▸ **Task prompt**: Reproduce the following biography of Andrej Mryj in full, word for word and without any alteration.

▸ **Supplied text**:
● ● ● ●
Belarusian satirist and journalist

Andrej Mryj (Андрэй Мрый; 13 [O.S. 1] September 1893 – 8 October 1943) was the pen name of Andrej Šašalevič (Андрэй Шашалевіч), a Belarusian satirical writer, journalist, translator and a victim of Stalin's purges.

== Life ==
Mryj was born into a middle-class family in the Mogilev Governorate of the Russian Empire (nowadays the Mahilioŭ region in eastern Belarus).  In 1914, he graduated from a seminary in Mahilioŭ and continued his theological education in Kyiv.  In 1916 he was conscripted into the Russian Imperial Army. After the Bolshevik revolution, he served in the Red Army

In 1921, Mryj became a teacher and also got involved in amateur theatre, ethnography and journalism. His articles were published in leading newspapers of Soviet Belarus. In 1933, he was appointed an editor of a popular newspaper, Zviazda (The Star; Звязда).

Mryj was arrested by the Soviet secret police as a "member of an anti-Soviet counter-revolutionary organisation" in February 1934 and deported to Kazakhstan and then to Murmansk in the North of Russia. In June 1940, he was re-arrested and sent to one of the Gulag forced labour camps. In March 1943, he was registered as a disabled person by a medical commission.

Mryj died on 8 October 1943. The place of his burial is unknown.

Mryj was posthumously exonerated during Khrushchev's de-Stalinisation in January 1957, however there is no place of his commemoration in present-day Belarus.

== Work ==
In 1929, Mryj published his best-known work, a satirical novel "The Notes of Samson Samasuj" (Запіскі Самсона Самасуя). "The Notes" tell a story of a fictional head of a local department of culture in Soviet Belarus.  An inept official, he compensates his lack of competency by extraordinary activity in accelerating a cultural revolution in his district. He organises a series of absurd cultural events and initiatives intermingled with his turbulent love life.

The novel was badly received by the authorities. It was branded "vicious libel on Soviet reality". In Belarus, it was only fully published during Gorbachev's Perestroika in 1988. A film adaptation by a film director, Uladzimir Arlou, soon followed.
● ● ● ●
▸ **Supplied records**:
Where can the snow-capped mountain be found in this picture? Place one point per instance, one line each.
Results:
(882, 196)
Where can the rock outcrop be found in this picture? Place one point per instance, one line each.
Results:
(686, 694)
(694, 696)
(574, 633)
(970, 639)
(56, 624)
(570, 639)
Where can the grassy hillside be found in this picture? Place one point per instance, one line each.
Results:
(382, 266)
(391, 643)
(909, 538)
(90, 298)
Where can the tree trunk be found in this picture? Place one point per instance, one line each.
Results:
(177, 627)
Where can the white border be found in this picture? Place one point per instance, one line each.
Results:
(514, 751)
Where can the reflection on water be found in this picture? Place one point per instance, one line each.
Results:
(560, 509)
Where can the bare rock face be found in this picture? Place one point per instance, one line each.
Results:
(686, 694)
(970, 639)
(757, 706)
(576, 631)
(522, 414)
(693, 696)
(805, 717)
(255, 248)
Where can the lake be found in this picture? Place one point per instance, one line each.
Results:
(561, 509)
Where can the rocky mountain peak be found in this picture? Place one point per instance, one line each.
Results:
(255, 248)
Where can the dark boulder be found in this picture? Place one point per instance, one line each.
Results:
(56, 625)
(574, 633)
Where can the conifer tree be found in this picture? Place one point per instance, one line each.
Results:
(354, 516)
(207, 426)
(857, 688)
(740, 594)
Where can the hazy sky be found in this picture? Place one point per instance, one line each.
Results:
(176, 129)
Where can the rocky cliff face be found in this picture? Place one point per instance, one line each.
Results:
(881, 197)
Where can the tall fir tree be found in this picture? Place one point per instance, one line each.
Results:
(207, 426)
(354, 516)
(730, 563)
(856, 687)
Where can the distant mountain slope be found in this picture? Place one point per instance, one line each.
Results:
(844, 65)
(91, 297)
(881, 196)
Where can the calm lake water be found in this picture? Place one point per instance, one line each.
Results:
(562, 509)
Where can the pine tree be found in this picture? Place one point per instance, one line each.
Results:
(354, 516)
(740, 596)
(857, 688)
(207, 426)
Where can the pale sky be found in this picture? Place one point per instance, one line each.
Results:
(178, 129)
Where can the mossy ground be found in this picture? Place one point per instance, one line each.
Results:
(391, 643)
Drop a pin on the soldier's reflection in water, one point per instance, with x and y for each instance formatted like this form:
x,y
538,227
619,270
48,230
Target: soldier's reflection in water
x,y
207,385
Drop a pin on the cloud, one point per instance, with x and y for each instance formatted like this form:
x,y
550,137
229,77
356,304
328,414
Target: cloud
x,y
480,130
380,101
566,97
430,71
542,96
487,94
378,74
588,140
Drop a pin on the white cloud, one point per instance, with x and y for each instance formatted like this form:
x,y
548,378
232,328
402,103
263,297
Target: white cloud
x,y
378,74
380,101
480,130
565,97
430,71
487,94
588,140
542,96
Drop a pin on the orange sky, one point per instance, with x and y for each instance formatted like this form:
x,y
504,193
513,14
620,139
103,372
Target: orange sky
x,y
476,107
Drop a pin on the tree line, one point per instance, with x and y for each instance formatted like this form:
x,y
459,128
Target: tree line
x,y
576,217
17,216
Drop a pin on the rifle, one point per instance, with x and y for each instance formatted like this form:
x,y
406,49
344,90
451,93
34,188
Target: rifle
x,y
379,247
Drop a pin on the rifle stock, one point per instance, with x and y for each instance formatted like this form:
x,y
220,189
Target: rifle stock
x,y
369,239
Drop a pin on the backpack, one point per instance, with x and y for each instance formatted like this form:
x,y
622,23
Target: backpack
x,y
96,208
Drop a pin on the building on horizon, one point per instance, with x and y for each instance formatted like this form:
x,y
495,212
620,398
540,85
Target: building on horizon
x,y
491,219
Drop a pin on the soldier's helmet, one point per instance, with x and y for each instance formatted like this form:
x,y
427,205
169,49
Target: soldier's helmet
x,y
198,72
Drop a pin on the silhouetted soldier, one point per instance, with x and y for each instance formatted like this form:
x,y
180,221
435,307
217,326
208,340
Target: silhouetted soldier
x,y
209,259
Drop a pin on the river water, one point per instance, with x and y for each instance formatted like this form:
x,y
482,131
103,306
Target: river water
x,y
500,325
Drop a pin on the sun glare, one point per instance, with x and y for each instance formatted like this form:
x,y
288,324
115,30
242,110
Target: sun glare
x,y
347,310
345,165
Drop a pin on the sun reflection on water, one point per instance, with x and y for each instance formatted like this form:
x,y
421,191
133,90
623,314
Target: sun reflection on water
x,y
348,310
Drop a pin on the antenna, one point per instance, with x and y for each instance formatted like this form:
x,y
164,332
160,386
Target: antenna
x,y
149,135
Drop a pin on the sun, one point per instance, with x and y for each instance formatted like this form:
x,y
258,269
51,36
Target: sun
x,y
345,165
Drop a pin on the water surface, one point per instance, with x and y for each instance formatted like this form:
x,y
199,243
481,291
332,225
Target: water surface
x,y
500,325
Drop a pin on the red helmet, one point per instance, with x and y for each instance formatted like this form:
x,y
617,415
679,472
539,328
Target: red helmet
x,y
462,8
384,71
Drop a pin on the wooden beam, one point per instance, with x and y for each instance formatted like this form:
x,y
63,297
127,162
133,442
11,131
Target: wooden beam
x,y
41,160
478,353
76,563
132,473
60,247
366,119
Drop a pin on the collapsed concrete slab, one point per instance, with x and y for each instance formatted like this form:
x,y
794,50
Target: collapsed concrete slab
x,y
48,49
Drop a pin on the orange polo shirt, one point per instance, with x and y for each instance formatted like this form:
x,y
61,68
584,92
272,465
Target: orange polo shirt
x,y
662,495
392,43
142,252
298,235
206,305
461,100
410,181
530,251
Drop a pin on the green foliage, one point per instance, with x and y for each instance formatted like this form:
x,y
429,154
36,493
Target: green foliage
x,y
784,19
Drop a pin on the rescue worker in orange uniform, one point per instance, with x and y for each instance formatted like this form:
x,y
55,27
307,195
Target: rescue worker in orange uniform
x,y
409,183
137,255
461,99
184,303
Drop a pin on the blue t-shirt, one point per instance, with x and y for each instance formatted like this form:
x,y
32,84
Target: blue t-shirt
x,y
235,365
● ● ● ●
▸ **Answer to this problem**:
Belarusian satirist and journalist

Andrej Mryj (Андрэй Мрый; 13 [O.S. 1] September 1893 – 8 October 1943) was the pen name of Andrej Šašalevič (Андрэй Шашалевіч), a Belarusian satirical writer, journalist, translator and a victim of Stalin's purges.

== Life ==
Mryj was born into a middle-class family in the Mogilev Governorate of the Russian Empire (nowadays the Mahilioŭ region in eastern Belarus).  In 1914, he graduated from a seminary in Mahilioŭ and continued his theological education in Kyiv.  In 1916 he was conscripted into the Russian Imperial Army. After the Bolshevik revolution, he served in the Red Army

In 1921, Mryj became a teacher and also got involved in amateur theatre, ethnography and journalism. His articles were published in leading newspapers of Soviet Belarus. In 1933, he was appointed an editor of a popular newspaper, Zviazda (The Star; Звязда).

Mryj was arrested by the Soviet secret police as a "member of an anti-Soviet counter-revolutionary organisation" in February 1934 and deported to Kazakhstan and then to Murmansk in the North of Russia. In June 1940, he was re-arrested and sent to one of the Gulag forced labour camps. In March 1943, he was registered as a disabled person by a medical commission.

Mryj died on 8 October 1943. The place of his burial is unknown.

Mryj was posthumously exonerated during Khrushchev's de-Stalinisation in January 1957, however there is no place of his commemoration in present-day Belarus.

== Work ==
In 1929, Mryj published his best-known work, a satirical novel "The Notes of Samson Samasuj" (Запіскі Самсона Самасуя). "The Notes" tell a story of a fictional head of a local department of culture in Soviet Belarus.  An inept official, he compensates his lack of competency by extraordinary activity in accelerating a cultural revolution in his district. He organises a series of absurd cultural events and initiatives intermingled with his turbulent love life.

The novel was badly received by the authorities. It was branded "vicious libel on Soviet reality". In Belarus, it was only fully published during Gorbachev's Perestroika in 1988. A film adaptation by a film director, Uladzimir Arlou, soon followed.